▶ To do:
Transcribe the records below verbatim, from their first line up to and including the line containing "271), (437, 269)]". Omit the pictures from your copy.
╭─ Provided material
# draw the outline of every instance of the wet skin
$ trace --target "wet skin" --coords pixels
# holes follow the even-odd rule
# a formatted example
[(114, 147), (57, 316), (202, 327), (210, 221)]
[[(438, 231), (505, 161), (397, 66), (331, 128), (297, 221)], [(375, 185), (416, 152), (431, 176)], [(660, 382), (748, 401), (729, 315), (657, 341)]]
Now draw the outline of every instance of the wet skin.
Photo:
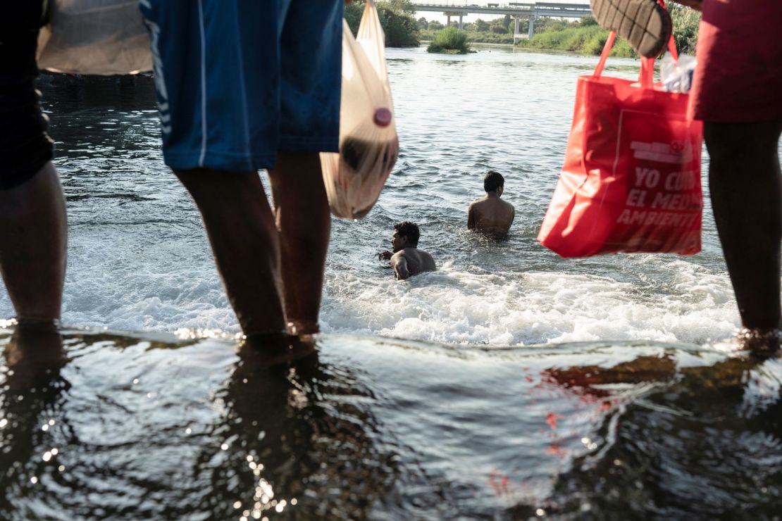
[(425, 271), (437, 269), (432, 255), (419, 250), (418, 244), (410, 244), (407, 237), (400, 236), (396, 230), (394, 230), (393, 235), (391, 236), (391, 248), (393, 249), (393, 253), (386, 251), (378, 256), (380, 259), (391, 259), (391, 267), (393, 268), (394, 274), (400, 280), (404, 280)]
[(504, 235), (516, 216), (513, 205), (500, 199), (503, 187), (470, 203), (467, 228), (490, 235)]

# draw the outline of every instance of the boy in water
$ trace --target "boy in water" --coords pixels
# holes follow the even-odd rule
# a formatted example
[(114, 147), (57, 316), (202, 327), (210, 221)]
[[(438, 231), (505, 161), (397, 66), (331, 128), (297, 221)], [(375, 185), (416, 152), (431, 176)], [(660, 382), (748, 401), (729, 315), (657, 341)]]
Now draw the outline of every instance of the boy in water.
[(467, 210), (467, 227), (484, 234), (504, 237), (511, 229), (516, 211), (513, 205), (500, 199), (505, 179), (499, 172), (489, 170), (483, 178), (486, 194), (470, 203)]
[(432, 255), (418, 249), (420, 237), (421, 232), (415, 223), (396, 223), (393, 225), (393, 235), (391, 236), (393, 253), (386, 250), (378, 255), (380, 259), (391, 259), (391, 267), (400, 280), (425, 271), (437, 269)]

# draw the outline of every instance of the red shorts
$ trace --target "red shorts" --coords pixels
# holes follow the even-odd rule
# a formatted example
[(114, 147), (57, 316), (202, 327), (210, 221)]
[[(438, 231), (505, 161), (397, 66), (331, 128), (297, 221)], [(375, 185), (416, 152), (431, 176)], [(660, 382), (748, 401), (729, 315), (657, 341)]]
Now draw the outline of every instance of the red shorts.
[(782, 0), (704, 0), (697, 56), (692, 117), (782, 120)]

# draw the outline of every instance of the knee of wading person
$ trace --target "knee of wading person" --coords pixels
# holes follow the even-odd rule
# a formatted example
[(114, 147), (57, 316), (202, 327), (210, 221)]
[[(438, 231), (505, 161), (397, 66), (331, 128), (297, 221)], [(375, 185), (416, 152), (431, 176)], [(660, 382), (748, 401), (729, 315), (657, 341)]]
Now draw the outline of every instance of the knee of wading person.
[(717, 166), (755, 168), (776, 155), (782, 122), (704, 122), (710, 162)]

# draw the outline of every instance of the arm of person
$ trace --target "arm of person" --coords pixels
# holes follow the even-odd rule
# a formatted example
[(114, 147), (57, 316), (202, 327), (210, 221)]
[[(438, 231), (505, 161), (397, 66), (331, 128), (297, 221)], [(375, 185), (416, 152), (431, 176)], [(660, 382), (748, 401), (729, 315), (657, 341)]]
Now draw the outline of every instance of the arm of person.
[(404, 255), (396, 254), (392, 257), (391, 267), (393, 268), (393, 273), (398, 280), (404, 280), (410, 277), (410, 272), (407, 270), (407, 259), (404, 258)]

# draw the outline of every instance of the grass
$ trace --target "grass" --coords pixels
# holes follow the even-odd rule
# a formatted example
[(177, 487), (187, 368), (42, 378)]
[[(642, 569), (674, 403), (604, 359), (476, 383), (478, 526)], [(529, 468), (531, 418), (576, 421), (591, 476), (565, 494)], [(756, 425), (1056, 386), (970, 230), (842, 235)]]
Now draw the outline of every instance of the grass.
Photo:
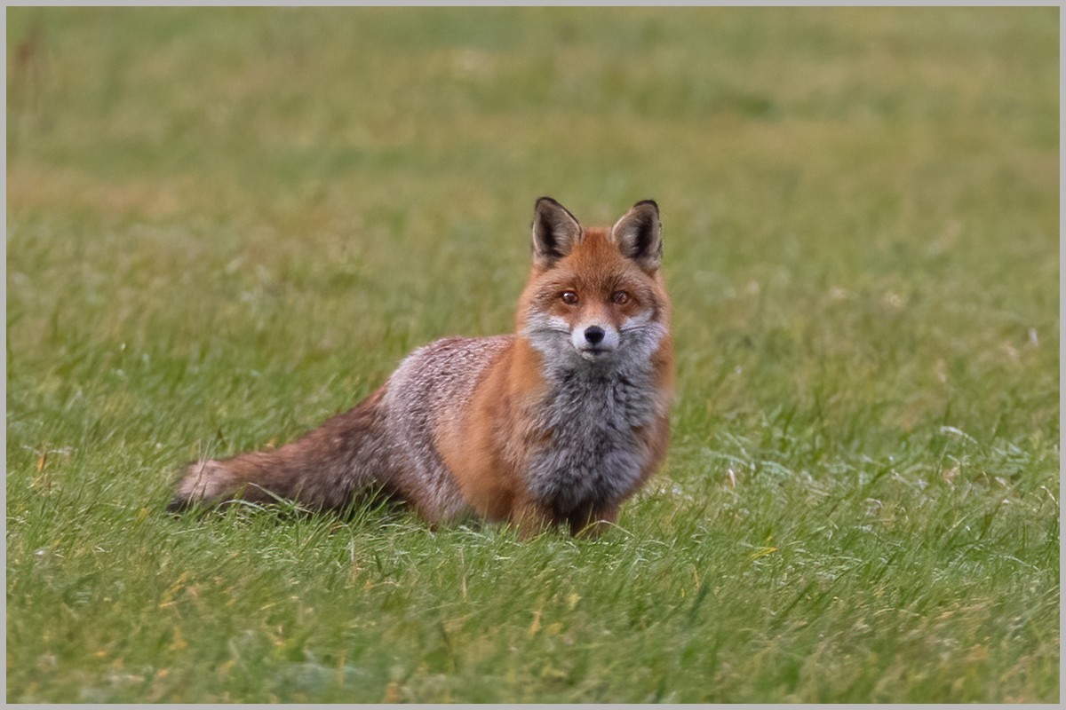
[[(9, 701), (1057, 701), (1059, 10), (7, 10)], [(602, 539), (163, 514), (659, 201)]]

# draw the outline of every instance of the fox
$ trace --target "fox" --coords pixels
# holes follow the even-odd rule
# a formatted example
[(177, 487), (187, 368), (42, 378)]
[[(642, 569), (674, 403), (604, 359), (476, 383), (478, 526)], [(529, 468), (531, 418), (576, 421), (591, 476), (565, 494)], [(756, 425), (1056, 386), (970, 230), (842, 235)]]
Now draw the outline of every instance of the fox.
[(662, 465), (672, 303), (653, 200), (584, 228), (550, 197), (512, 334), (438, 340), (351, 410), (278, 448), (187, 466), (167, 509), (399, 500), (431, 528), (503, 523), (521, 539), (598, 536)]

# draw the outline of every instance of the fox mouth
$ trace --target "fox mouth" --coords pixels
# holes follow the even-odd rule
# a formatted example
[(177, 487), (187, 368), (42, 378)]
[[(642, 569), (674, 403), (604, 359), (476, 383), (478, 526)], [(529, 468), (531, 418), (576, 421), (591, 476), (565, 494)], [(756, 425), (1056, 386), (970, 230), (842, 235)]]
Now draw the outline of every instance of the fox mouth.
[(584, 358), (585, 360), (604, 360), (612, 352), (614, 352), (614, 348), (591, 346), (585, 348), (579, 348), (578, 352), (580, 352), (581, 357)]

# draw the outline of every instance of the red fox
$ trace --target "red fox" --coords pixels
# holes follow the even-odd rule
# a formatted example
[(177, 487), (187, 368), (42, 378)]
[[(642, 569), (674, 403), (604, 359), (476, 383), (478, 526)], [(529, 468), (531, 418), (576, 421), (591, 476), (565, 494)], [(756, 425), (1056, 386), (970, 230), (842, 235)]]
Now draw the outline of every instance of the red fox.
[(653, 201), (585, 229), (540, 198), (513, 335), (431, 343), (302, 439), (191, 464), (169, 510), (235, 498), (343, 509), (376, 491), (434, 527), (598, 534), (666, 453), (674, 345), (661, 264)]

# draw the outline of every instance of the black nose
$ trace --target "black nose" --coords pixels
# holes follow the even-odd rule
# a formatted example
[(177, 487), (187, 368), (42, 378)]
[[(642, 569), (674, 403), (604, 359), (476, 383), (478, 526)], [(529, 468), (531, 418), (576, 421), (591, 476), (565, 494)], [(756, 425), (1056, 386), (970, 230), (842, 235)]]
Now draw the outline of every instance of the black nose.
[(585, 340), (591, 345), (599, 345), (600, 341), (603, 340), (603, 329), (599, 326), (588, 326), (585, 328)]

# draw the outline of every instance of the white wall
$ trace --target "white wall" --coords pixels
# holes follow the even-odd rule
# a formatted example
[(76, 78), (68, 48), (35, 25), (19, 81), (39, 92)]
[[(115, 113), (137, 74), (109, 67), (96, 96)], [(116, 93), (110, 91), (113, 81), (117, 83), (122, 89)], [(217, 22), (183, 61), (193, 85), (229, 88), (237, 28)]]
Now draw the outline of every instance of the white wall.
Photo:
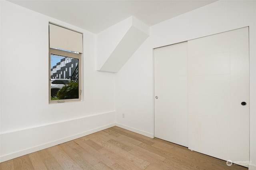
[(247, 26), (250, 27), (250, 160), (256, 166), (255, 1), (220, 0), (151, 27), (150, 37), (117, 74), (117, 124), (154, 136), (153, 48)]
[[(114, 75), (96, 71), (96, 35), (0, 4), (1, 162), (114, 125)], [(81, 102), (48, 103), (49, 22), (84, 34)]]

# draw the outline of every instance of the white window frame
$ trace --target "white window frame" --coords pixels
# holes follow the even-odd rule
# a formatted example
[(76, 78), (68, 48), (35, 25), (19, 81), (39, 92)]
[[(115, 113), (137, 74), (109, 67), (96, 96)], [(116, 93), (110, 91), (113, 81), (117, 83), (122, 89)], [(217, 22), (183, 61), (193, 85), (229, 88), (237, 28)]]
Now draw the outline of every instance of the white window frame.
[[(82, 82), (81, 73), (82, 73), (82, 60), (81, 53), (72, 53), (53, 48), (49, 48), (49, 103), (57, 103), (62, 102), (78, 101), (81, 101), (82, 99)], [(58, 55), (63, 56), (66, 57), (70, 57), (78, 59), (78, 91), (79, 98), (78, 99), (61, 99), (56, 100), (51, 100), (51, 55), (55, 54)]]

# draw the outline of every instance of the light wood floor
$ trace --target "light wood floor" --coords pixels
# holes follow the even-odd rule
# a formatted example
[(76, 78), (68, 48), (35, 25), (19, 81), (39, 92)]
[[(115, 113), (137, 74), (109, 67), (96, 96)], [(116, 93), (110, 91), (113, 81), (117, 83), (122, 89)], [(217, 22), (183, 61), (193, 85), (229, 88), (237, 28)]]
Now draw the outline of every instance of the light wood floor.
[(117, 127), (0, 164), (4, 170), (246, 170)]

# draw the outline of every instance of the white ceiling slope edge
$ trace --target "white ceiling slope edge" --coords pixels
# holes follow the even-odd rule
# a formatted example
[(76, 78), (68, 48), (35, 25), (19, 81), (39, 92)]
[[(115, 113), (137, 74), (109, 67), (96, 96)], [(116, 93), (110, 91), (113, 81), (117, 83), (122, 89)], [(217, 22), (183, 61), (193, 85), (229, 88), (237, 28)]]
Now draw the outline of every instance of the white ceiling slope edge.
[(118, 72), (149, 36), (149, 27), (131, 16), (99, 33), (97, 69)]
[(97, 34), (96, 69), (112, 73), (149, 36), (149, 26), (217, 1), (7, 0)]
[(7, 0), (95, 34), (134, 16), (150, 26), (216, 0)]

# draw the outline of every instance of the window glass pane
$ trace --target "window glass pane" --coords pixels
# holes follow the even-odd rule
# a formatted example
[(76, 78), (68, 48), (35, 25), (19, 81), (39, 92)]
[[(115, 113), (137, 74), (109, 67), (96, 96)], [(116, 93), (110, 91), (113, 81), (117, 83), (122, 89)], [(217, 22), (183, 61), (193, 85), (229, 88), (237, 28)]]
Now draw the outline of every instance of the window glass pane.
[(50, 57), (51, 100), (78, 99), (79, 65), (71, 67), (78, 59), (54, 54)]

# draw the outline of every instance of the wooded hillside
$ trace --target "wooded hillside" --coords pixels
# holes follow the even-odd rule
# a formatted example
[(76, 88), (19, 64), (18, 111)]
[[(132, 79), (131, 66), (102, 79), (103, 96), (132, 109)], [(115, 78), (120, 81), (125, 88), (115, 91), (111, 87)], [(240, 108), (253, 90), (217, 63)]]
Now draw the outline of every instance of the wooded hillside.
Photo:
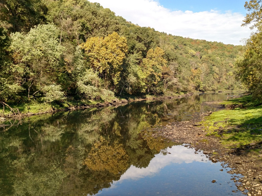
[(233, 64), (242, 46), (141, 27), (85, 0), (0, 3), (0, 101), (241, 87)]

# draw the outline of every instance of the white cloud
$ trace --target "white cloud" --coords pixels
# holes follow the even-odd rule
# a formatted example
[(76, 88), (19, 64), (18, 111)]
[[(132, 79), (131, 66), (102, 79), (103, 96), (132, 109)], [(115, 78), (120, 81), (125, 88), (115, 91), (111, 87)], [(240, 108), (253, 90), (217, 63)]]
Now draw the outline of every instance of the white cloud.
[(194, 13), (172, 11), (156, 0), (91, 1), (98, 2), (133, 23), (174, 35), (239, 45), (242, 43), (240, 41), (249, 37), (251, 32), (248, 27), (241, 26), (244, 16), (240, 13), (212, 10)]
[[(131, 165), (119, 180), (113, 181), (110, 189), (117, 188), (119, 184), (127, 179), (137, 180), (146, 177), (153, 176), (160, 172), (161, 169), (172, 164), (187, 164), (194, 161), (213, 164), (209, 160), (206, 155), (202, 153), (195, 154), (195, 151), (193, 149), (179, 145), (174, 146), (172, 148), (168, 148), (166, 151), (171, 154), (167, 154), (164, 156), (161, 153), (156, 155), (145, 168), (139, 168)], [(98, 194), (102, 192), (100, 192)]]

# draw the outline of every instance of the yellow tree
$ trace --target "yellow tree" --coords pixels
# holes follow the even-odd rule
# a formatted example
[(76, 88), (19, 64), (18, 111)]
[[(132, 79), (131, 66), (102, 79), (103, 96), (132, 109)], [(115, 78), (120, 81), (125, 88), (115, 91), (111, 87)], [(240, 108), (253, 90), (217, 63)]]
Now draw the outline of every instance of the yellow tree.
[(141, 66), (144, 73), (148, 91), (161, 80), (163, 67), (166, 66), (167, 61), (164, 58), (165, 51), (159, 47), (154, 50), (150, 49), (146, 57), (143, 59)]
[(81, 45), (91, 68), (114, 87), (120, 80), (122, 65), (128, 49), (127, 40), (114, 32), (105, 37), (93, 37)]

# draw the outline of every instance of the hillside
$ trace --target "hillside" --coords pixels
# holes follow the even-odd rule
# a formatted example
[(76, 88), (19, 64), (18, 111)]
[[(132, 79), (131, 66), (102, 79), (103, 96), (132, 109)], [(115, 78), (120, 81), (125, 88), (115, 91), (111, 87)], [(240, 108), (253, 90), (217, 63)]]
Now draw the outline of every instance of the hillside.
[(241, 46), (167, 35), (85, 0), (0, 4), (0, 101), (233, 90)]

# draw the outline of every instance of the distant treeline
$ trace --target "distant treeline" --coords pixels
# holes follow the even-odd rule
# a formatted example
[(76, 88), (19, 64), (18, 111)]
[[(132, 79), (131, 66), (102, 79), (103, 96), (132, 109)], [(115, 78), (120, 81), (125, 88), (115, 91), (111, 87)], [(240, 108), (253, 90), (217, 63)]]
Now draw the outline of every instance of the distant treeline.
[(1, 0), (0, 12), (0, 101), (241, 87), (241, 46), (141, 27), (86, 0)]

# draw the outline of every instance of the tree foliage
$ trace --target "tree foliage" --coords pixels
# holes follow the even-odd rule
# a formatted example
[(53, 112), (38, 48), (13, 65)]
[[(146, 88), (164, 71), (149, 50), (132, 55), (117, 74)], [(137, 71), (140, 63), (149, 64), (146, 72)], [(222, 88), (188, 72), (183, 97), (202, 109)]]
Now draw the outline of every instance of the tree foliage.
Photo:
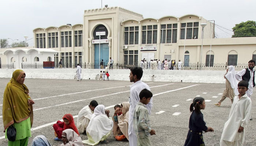
[(7, 39), (0, 39), (0, 42), (1, 43), (1, 47), (2, 48), (5, 48), (8, 46), (8, 41)]
[[(29, 44), (27, 43), (27, 47), (29, 46)], [(17, 47), (25, 47), (26, 46), (26, 42), (22, 41), (19, 42), (14, 42), (12, 44), (12, 48), (16, 48)]]
[(234, 32), (232, 38), (256, 36), (256, 22), (248, 20), (237, 24), (232, 28)]

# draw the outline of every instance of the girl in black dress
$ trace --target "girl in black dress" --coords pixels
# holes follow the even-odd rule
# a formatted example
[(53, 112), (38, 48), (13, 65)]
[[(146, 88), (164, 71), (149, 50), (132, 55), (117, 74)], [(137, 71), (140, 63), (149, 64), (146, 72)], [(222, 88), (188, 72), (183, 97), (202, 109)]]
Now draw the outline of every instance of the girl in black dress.
[(205, 107), (204, 99), (201, 97), (195, 98), (190, 105), (190, 111), (192, 114), (189, 118), (189, 130), (184, 146), (204, 146), (203, 131), (213, 132), (212, 127), (206, 126), (203, 114), (200, 111), (204, 110)]

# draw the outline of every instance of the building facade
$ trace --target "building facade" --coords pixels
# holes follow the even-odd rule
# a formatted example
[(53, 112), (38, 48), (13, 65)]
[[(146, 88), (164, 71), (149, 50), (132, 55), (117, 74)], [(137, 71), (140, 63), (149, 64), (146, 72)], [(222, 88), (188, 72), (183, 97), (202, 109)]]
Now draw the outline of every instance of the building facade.
[[(245, 63), (256, 59), (256, 37), (214, 38), (214, 24), (188, 14), (144, 18), (139, 14), (116, 7), (86, 10), (83, 23), (33, 30), (35, 47), (52, 49), (57, 64), (136, 65), (141, 60), (180, 59), (185, 64)], [(202, 39), (202, 23), (204, 28)], [(203, 44), (202, 51), (201, 51)]]

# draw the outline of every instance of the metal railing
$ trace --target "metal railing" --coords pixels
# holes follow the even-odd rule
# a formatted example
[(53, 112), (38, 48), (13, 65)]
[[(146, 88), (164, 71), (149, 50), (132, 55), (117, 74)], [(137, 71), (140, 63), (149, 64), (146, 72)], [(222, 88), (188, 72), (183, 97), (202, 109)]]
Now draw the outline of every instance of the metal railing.
[[(106, 65), (103, 64), (102, 66), (100, 65), (99, 63), (80, 63), (80, 66), (83, 69), (105, 69)], [(177, 64), (174, 66), (170, 64), (167, 69), (168, 70), (178, 70), (179, 66)], [(153, 69), (153, 70), (164, 70), (165, 68), (163, 64), (161, 63), (160, 65), (158, 64), (156, 65), (152, 65), (150, 66), (148, 62), (147, 64), (143, 63), (141, 65), (140, 62), (135, 64), (134, 65), (128, 65), (125, 63), (113, 63), (113, 69), (129, 69), (134, 66), (141, 67), (143, 69)], [(237, 64), (236, 65), (233, 65), (235, 69), (236, 70), (241, 70), (242, 69), (247, 68), (248, 67), (248, 64)], [(76, 68), (77, 66), (77, 64), (63, 64), (62, 66), (59, 66), (58, 63), (54, 64), (54, 68)], [(228, 68), (229, 65), (227, 63), (222, 64), (211, 64), (210, 66), (209, 64), (206, 65), (206, 64), (199, 64), (199, 62), (195, 63), (183, 64), (180, 66), (180, 69), (181, 70), (224, 70)], [(109, 69), (112, 69), (112, 66), (109, 63), (107, 65)], [(38, 69), (43, 68), (42, 64), (22, 64), (22, 68), (23, 69)], [(12, 69), (14, 68), (14, 64), (0, 64), (0, 68), (1, 69)]]

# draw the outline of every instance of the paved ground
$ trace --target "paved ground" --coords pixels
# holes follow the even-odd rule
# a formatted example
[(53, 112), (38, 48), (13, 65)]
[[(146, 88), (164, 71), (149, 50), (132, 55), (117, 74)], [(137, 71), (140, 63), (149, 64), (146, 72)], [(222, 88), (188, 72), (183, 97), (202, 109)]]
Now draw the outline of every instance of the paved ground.
[[(127, 76), (127, 77), (128, 77)], [(10, 78), (0, 78), (0, 118), (2, 118), (3, 95)], [(153, 95), (154, 106), (150, 116), (151, 125), (157, 135), (151, 136), (153, 146), (182, 146), (186, 139), (188, 130), (190, 112), (189, 108), (192, 99), (201, 95), (205, 100), (206, 109), (202, 111), (207, 125), (212, 127), (214, 132), (203, 134), (207, 146), (218, 146), (224, 124), (228, 118), (231, 107), (229, 99), (225, 100), (221, 107), (213, 104), (218, 102), (222, 93), (224, 84), (196, 84), (192, 83), (147, 82)], [(132, 84), (124, 81), (99, 81), (83, 80), (81, 82), (72, 80), (26, 79), (25, 82), (30, 90), (30, 95), (35, 100), (34, 122), (32, 127), (32, 137), (29, 145), (38, 135), (44, 135), (53, 146), (59, 146), (60, 142), (55, 142), (52, 124), (61, 119), (65, 114), (73, 116), (89, 104), (92, 98), (95, 98), (99, 104), (109, 108), (113, 115), (113, 107), (110, 107), (128, 101), (129, 87)], [(106, 89), (109, 88), (109, 89)], [(256, 91), (254, 91), (256, 93)], [(255, 93), (254, 94), (255, 95)], [(218, 96), (217, 97), (212, 97)], [(254, 130), (256, 128), (256, 109), (255, 95), (253, 96), (252, 121), (250, 121), (246, 131), (244, 145), (256, 145), (256, 137)], [(45, 97), (49, 97), (44, 98)], [(42, 99), (43, 98), (43, 99)], [(178, 105), (177, 106), (177, 105)], [(173, 107), (176, 105), (176, 107)], [(161, 114), (155, 113), (161, 111)], [(173, 115), (175, 112), (178, 115)], [(76, 123), (77, 118), (75, 118)], [(1, 120), (2, 120), (1, 119)], [(47, 126), (49, 125), (49, 126)], [(41, 127), (39, 127), (42, 126)], [(0, 131), (3, 131), (3, 122), (0, 122)], [(0, 146), (7, 145), (7, 140), (3, 138), (4, 133), (0, 133)], [(81, 135), (83, 140), (87, 139)], [(113, 134), (108, 138), (109, 143), (100, 144), (105, 146), (128, 146), (128, 142), (116, 141)]]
╰─
▶ Task output:
# draw the outline of every instance of the wet skin
$ trace --target "wet skin" --coords pixels
# holes follow the even-odd rule
# a formatted example
[(114, 147), (57, 316), (202, 327), (210, 221)]
[[(438, 231), (505, 161), (397, 66), (331, 128), (297, 221)], [(375, 185), (416, 152), (431, 176)], [(660, 382), (748, 401), (729, 315), (657, 341)]]
Now draw the outline of every instance of the wet skin.
Photo:
[(425, 271), (437, 269), (432, 255), (419, 250), (418, 244), (410, 244), (407, 237), (400, 236), (396, 230), (394, 230), (393, 235), (391, 236), (391, 248), (393, 249), (393, 253), (386, 251), (378, 256), (380, 259), (391, 259), (391, 267), (393, 268), (394, 274), (400, 280), (404, 280)]
[(504, 235), (516, 216), (513, 205), (500, 199), (503, 187), (470, 203), (467, 228), (490, 235)]

# draw the outline of every instance of the boy in water
$ trace --target "boy in water" --coords pixels
# holes follow the even-odd rule
# a formatted example
[(114, 147), (57, 316), (202, 327), (210, 221)]
[[(438, 231), (505, 161), (397, 66), (331, 128), (297, 221)], [(375, 185), (416, 152), (431, 176)], [(660, 382), (748, 401), (729, 315), (657, 341)]]
Now draw the outline of every instance of the boy in water.
[(467, 210), (467, 227), (484, 234), (504, 237), (511, 229), (516, 211), (513, 205), (500, 199), (505, 179), (499, 172), (489, 170), (483, 178), (486, 194), (470, 203)]
[(432, 255), (418, 249), (420, 237), (421, 232), (415, 223), (396, 223), (393, 225), (393, 235), (391, 236), (393, 253), (386, 250), (378, 255), (380, 259), (391, 259), (391, 267), (400, 280), (425, 271), (437, 269)]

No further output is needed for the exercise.